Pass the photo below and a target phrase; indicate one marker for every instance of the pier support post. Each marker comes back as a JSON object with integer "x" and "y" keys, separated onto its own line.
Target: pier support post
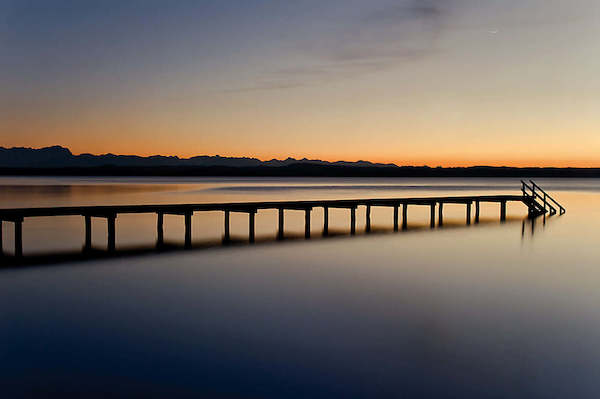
{"x": 88, "y": 232}
{"x": 251, "y": 230}
{"x": 18, "y": 237}
{"x": 307, "y": 223}
{"x": 188, "y": 230}
{"x": 468, "y": 213}
{"x": 111, "y": 232}
{"x": 159, "y": 229}
{"x": 280, "y": 231}
{"x": 227, "y": 234}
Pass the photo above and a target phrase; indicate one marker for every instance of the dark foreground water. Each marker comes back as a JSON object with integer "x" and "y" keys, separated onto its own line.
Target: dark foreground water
{"x": 488, "y": 311}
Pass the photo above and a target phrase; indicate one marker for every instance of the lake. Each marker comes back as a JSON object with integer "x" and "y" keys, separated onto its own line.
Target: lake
{"x": 489, "y": 310}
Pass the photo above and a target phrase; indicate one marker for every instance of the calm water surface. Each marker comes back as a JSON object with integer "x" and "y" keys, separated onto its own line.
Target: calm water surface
{"x": 490, "y": 310}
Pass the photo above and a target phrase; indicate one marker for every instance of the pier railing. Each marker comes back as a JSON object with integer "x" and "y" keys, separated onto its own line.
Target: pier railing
{"x": 530, "y": 194}
{"x": 536, "y": 192}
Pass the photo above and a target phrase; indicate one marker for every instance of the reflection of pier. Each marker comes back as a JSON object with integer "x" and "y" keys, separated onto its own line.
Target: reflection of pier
{"x": 530, "y": 196}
————
*Problem to work on:* Your answer must be the full listing, copied exactly, with no pictures in it.

*Your response:*
Pass the photo below and a target phrase; indicate one marker for every instance of the pier support post. Each marker comes back as a JSON object with integer "x" and "y" keys, separated onto its own line.
Target: pier support post
{"x": 88, "y": 232}
{"x": 251, "y": 230}
{"x": 18, "y": 237}
{"x": 307, "y": 223}
{"x": 188, "y": 230}
{"x": 468, "y": 213}
{"x": 111, "y": 232}
{"x": 159, "y": 229}
{"x": 280, "y": 231}
{"x": 227, "y": 234}
Pass the photo above and a target phrase; indicate one marker for every instance of the dark foreground water. Each marker comes back as a JSON object with integer "x" and "y" keys, separated onto its own line.
Target: dark foreground water
{"x": 488, "y": 311}
Pass the photo above and a target phrase; indicate one marker for every instance of the lake. Each marker comes back as a JSON object with integer "x" and "y" keys, separated onto its own line.
Target: lake
{"x": 489, "y": 310}
Pass the photo above and a target phrase; indicate one marker for every instance of the calm water surface. Each marker comes back as a JSON object with integer "x" and "y" keys, separated onto its own line.
Target: calm water surface
{"x": 490, "y": 310}
Pass the photo above and a target phrase; indicate one marker for every instance of the pier railing. Each marker comes back as a JSON object with integer "x" and "y" keys, separated onto its own line.
Target: pier railing
{"x": 530, "y": 194}
{"x": 536, "y": 192}
Pass the photo above and a target phrase; indicate one marker for every instance of the reflection of pier. Each marker comes back as a JSON object with integer "x" and "y" keys, separated onto its own line.
Target: reflection of pier
{"x": 530, "y": 196}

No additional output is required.